◆ TEXTE SOURCE
::::::

Les paris risqués de David Cameron

Les Britanniques votent ce jeudi 23 juin dans un référendum portant sur le maintien de leur pays dans l’Union européenne. Ce vote leur avait été promis en 2013 par le premier ministre conservateur, David Cameron. Il s’agissait alors pour le leader faible d’un parti divisé d’une promesse dont les coûts paraissaient bien éloignés et la réalisation improbable. Alors qu’il visait surtout à conforter sa position contestée comme leader du Parti conservateur et unioniste (pour le Royaume-Uni), il est possible qu’il reste dans l’Histoire comme l’homme politique responsable de l’éclatement du pays, d’une crise peut-être fatale de l’Union européenne (UE) et, enfin, d’une crise économique.

Comment en est-on arrivé là ?

Élu leader de son parti en 2005, David Cameron s’est très vite trouvé affaibli par l’émergence d’un parti souverainiste, Ukip (UK Independence Party) dont les bons résultats aux élections européennes de 2009 avaient provoqué un malaise dans l’aile eurosceptique du parti conservateur. Une première concession avait conduit Cameron à retirer ses parlementaires à Strasbourg du Parti populaire européen (PPE) pour fonder un groupe souverainiste et anti-fédéraliste avec le parti polonais Droit et justice.

::::::

◆ ENREGISTREMENTS EXTRAITS

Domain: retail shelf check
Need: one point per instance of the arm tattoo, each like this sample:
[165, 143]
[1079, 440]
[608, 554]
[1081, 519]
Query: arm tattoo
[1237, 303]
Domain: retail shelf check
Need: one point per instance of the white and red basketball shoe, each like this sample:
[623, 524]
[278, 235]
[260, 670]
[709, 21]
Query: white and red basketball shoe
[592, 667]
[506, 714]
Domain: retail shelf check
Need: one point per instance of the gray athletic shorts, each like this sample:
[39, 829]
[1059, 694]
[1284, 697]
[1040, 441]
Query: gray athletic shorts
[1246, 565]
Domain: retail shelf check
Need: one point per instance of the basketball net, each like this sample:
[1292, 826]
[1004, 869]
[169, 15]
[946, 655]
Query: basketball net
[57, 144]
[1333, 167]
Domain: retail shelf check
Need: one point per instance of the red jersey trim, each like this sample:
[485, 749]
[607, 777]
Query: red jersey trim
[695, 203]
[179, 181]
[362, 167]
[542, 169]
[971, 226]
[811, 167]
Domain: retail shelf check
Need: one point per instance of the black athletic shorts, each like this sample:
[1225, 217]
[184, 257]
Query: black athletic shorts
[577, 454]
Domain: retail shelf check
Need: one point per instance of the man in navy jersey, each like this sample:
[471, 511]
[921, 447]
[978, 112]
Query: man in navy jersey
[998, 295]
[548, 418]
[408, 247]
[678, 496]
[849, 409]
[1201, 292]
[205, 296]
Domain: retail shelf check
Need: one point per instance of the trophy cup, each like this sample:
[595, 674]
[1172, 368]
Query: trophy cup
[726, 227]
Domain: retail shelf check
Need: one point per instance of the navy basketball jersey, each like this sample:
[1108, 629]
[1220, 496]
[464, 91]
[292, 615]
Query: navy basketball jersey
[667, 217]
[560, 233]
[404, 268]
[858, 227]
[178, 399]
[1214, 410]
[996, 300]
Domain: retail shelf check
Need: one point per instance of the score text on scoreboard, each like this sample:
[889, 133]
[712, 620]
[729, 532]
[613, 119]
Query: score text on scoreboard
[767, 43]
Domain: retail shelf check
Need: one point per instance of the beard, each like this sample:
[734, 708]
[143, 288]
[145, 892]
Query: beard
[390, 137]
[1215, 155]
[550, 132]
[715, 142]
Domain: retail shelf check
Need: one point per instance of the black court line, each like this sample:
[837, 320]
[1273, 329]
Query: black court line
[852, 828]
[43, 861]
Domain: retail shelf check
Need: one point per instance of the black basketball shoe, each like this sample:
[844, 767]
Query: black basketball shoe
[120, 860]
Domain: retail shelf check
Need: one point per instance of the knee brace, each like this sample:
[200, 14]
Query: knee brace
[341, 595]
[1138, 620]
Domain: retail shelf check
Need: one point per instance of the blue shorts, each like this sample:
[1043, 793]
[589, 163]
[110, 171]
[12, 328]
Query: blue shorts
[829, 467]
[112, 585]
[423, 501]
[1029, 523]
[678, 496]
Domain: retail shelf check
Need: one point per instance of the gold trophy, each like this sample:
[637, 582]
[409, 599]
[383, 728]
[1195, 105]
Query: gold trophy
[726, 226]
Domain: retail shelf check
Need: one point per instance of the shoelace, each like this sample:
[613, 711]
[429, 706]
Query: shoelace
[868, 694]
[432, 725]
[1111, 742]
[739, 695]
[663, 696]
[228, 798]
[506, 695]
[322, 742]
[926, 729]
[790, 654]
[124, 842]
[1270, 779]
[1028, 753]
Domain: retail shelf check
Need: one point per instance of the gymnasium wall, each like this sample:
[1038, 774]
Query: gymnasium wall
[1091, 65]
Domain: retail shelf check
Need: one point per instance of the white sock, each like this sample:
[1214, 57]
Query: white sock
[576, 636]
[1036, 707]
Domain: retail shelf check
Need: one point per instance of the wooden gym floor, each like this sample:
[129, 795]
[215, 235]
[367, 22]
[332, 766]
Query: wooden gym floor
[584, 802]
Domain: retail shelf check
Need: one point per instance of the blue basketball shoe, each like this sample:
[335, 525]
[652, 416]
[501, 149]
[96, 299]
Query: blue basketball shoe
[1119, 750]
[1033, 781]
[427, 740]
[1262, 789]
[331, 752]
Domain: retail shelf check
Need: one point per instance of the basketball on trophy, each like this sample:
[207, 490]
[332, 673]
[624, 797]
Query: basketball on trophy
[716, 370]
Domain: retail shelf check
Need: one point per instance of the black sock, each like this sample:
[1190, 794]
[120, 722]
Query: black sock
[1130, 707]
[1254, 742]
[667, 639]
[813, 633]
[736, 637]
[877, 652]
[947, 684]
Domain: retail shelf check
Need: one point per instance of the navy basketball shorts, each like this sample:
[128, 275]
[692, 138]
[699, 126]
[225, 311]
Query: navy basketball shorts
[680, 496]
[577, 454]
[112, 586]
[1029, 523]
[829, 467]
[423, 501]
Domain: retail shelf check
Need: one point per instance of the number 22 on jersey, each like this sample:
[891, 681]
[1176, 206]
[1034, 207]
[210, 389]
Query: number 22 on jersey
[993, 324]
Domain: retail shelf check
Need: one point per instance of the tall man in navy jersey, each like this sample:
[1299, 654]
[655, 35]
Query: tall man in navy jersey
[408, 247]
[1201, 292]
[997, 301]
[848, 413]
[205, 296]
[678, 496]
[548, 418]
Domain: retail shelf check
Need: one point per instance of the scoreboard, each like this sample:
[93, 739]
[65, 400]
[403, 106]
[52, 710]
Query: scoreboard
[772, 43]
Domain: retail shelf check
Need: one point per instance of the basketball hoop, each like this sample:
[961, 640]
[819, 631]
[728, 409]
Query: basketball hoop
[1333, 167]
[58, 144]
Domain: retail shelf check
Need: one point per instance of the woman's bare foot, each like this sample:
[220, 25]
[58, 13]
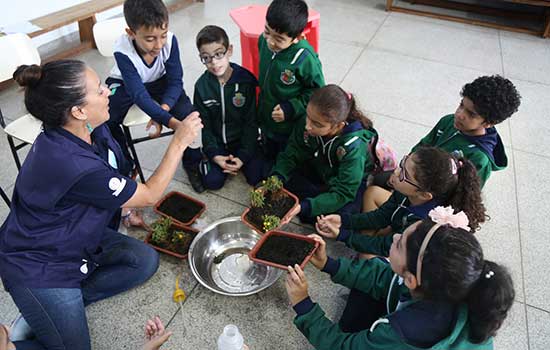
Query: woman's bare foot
[132, 218]
[5, 343]
[155, 333]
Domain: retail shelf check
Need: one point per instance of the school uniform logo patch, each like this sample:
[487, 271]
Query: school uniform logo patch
[458, 153]
[239, 100]
[117, 185]
[340, 152]
[288, 77]
[306, 137]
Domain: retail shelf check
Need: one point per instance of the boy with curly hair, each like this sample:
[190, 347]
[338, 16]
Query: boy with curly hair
[470, 131]
[148, 73]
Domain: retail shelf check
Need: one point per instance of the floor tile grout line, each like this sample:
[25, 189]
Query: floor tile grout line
[534, 307]
[448, 24]
[530, 153]
[364, 49]
[519, 238]
[501, 56]
[375, 48]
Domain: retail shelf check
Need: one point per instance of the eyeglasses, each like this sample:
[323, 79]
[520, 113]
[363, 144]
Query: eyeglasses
[206, 59]
[403, 176]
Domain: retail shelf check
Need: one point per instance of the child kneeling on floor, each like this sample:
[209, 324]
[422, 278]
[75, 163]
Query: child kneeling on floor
[326, 157]
[437, 292]
[225, 96]
[424, 180]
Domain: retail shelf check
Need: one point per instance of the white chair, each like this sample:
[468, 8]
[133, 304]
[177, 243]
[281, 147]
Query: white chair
[105, 35]
[18, 49]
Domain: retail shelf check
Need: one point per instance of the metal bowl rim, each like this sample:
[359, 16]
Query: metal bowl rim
[199, 278]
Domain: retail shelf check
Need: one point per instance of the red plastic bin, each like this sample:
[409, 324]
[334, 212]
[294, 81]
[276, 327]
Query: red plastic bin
[251, 22]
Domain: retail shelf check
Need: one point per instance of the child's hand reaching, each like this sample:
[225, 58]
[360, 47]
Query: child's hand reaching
[278, 114]
[233, 164]
[328, 225]
[319, 258]
[296, 284]
[153, 128]
[156, 334]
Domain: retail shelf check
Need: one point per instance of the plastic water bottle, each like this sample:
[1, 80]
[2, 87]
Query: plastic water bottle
[230, 339]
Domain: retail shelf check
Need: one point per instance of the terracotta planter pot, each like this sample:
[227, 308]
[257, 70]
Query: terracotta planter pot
[166, 251]
[259, 229]
[173, 195]
[253, 253]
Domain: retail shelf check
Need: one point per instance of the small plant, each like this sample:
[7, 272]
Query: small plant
[257, 198]
[161, 229]
[270, 222]
[273, 184]
[180, 237]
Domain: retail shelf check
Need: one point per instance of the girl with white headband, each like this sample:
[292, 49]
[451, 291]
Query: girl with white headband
[438, 291]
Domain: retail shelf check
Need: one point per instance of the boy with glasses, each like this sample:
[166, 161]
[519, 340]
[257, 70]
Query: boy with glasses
[225, 96]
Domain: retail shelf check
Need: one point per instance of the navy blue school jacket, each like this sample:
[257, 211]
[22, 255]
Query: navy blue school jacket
[64, 198]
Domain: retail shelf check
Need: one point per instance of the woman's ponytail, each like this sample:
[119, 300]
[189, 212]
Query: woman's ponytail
[489, 301]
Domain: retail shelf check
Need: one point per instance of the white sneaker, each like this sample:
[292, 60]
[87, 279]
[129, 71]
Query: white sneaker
[20, 329]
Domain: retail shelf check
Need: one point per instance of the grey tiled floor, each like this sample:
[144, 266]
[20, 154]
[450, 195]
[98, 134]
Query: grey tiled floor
[406, 72]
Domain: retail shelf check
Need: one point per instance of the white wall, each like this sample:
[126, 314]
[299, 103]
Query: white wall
[26, 10]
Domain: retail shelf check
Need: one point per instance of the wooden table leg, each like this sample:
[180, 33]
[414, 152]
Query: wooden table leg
[85, 28]
[546, 31]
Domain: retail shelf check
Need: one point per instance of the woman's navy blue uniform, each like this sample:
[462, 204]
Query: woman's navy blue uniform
[57, 251]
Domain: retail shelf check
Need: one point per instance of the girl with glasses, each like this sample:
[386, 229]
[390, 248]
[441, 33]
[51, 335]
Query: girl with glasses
[425, 179]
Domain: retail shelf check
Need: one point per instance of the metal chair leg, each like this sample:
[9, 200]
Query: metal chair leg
[130, 142]
[14, 152]
[5, 197]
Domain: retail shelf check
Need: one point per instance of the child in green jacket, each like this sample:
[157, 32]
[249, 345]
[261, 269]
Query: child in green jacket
[326, 157]
[437, 292]
[486, 102]
[425, 179]
[225, 96]
[470, 132]
[290, 71]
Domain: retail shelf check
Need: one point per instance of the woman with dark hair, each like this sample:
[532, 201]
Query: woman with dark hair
[58, 250]
[437, 292]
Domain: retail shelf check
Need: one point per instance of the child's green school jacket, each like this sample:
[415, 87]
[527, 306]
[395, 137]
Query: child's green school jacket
[396, 212]
[228, 113]
[486, 152]
[287, 78]
[339, 163]
[406, 324]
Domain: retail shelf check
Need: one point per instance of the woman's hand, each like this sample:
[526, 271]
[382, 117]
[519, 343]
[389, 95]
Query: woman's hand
[233, 164]
[296, 284]
[328, 225]
[188, 129]
[156, 334]
[319, 258]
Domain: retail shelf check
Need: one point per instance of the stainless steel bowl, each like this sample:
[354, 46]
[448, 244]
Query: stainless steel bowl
[219, 260]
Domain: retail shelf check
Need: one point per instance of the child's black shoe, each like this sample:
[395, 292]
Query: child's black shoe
[195, 179]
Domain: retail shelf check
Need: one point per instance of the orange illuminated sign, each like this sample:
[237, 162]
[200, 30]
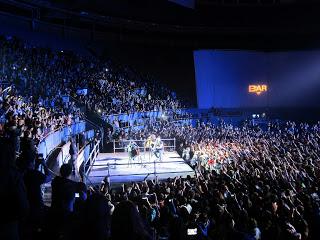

::::::

◆ CONSIGNE
Relevez tous les partis politiques que le texte sur David Cameron désigne par leur nom. Les enregistrements n'ont aucun lien avec le texte.

◆ RÉPONSE
- Parti conservateur et unioniste
- Ukip (UK Independence Party)
- Parti populaire européen (PPE)
- Droit et justice